[[ Text block, beginning ]]

Avoiding Unavoidable Carcinogens

CURE, CURE Winter 2022, Volume 21, Issue 4

We need to learn more about how to potentially lessen toxins' effects on people's lives.

In our everyday lives, we strive to avoid chemicals, air pollution and other toxins that may negatively affect our health. But what if we cannot escape their impact because it is a part of our occupation or even career?

Years later, people exposed to these toxins may have an increased risk for cancers, and the evidence is starting to build up. As more studies are examining the consequences of long-term exposure to toxins, we need to learn more about how to potentially lessen their effects on people’s lives.

In this seasonal issue of CURE®, we speak to a man who started a groundskeeper business in the late ‘70s and who, over a 12-year period, had daily exposure to a common herbicide. This may have played a role in his diagnosis of mantle cell lymphoma in 1991.

We also tell the story of a woman who, as a young child, would wear her father’s jacket to do chores outside. This seems innocent and harmless, but her father worked in the construction industry and his jacket was often coated in white dust with asbestos, which was a result of the compound he mixed to hang drywall.

Twenty-five years later, she received a diagnosis of mesothelioma, right after she gave birth to her baby.

Also in this issue of CURE®, we close out our yearlong series of stories commemorating our 20th anniversary with a feature on pediatric oncology advancements made over the past 20 years.

We speak with doctors who played a critical role in advancing this field and the mother of a child who recently reaped the benefits of those developments, as she was treated for glioblastoma.

We also learn about a woman who was treated for cancer as an adolescent during the early years of our publication, when she was part of a clinical study assessing the timing of chemotherapy treatments.

Other topics addressed in this seasonal issue are “going flat” after a mastectomy for breast cancer, caring for an ostomy pouch, a recent Food and Drug Administration approval in the lung cancer space and the importance of advocacy to increase awareness of certain cancers.

As always, we hope you find our stories inspirational and informative. Thank you for reading.

[[ Text block, end ]]
[[ Records shown, beginning ]]

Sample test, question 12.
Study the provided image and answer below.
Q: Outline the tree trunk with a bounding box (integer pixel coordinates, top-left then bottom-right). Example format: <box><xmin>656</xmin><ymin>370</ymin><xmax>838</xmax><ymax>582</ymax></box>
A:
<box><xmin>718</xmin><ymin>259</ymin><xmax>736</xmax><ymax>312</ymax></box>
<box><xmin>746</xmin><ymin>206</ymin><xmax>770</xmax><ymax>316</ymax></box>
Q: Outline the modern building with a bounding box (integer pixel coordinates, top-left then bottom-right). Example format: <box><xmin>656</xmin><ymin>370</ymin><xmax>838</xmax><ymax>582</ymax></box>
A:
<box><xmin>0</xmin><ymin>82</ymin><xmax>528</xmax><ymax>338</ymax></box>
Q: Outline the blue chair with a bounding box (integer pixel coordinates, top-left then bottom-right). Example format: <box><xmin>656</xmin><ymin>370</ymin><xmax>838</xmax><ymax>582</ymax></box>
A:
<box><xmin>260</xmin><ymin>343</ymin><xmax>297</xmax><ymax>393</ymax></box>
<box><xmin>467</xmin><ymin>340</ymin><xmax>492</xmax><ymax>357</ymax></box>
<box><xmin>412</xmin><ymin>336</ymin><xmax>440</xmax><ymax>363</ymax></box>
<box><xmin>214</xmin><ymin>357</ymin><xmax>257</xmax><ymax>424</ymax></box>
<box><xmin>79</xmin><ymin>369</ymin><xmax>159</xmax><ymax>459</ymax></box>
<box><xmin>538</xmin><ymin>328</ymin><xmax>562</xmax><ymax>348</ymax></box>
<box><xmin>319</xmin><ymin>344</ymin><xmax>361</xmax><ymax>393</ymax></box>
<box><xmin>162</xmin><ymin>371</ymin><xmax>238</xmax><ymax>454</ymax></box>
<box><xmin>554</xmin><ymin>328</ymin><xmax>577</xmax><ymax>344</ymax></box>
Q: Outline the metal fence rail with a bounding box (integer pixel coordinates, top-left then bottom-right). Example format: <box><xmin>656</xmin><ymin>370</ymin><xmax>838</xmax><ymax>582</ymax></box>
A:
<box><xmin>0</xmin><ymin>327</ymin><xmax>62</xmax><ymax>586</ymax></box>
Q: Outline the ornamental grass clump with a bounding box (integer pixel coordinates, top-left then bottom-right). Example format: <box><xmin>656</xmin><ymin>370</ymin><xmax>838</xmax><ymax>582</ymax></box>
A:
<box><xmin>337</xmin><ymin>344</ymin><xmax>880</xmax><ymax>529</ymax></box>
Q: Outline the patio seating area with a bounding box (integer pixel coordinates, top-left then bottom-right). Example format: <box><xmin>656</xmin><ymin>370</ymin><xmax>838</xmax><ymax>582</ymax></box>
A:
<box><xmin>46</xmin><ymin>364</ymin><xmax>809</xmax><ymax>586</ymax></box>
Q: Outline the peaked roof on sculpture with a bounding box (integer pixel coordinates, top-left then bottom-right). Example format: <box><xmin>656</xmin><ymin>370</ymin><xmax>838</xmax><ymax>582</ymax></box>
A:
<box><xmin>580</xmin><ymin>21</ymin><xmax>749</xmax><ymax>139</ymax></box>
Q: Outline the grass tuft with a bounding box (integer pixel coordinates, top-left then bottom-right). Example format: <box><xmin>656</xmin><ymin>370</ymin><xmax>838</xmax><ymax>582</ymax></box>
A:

[[ Records shown, end ]]

> Tasks for this exercise:
(1) Answer these questions about the CURE editorial:
(a) In what year did the groundskeeper receive his diagnosis of mantle cell lymphoma?
(b) What diagnosis did the woman who wore her father's jacket receive?
(c) Which anniversary does the yearlong series of stories commemorate?
(2) Reproduce word for word the passage of the CURE editorial starting at "Twenty-five years later, she" and ending at "of chemotherapy treatments.".
The entries have no connection to the editorial.

> Results for the exercise:
(1)
(a) 1991
(b) Mesothelioma
(c) The 20th anniversary

(2)
Twenty-five years later, she received a diagnosis of mesothelioma, right after she gave birth to her baby.

Also in this issue of CURE®, we close out our yearlong series of stories commemorating our 20th anniversary with a feature on pediatric oncology advancements made over the past 20 years.

We speak with doctors who played a critical role in advancing this field and the mother of a child who recently reaped the benefits of those developments, as she was treated for glioblastoma.

We also learn about a woman who was treated for cancer as an adolescent during the early years of our publication, when she was part of a clinical study assessing the timing of chemotherapy treatments.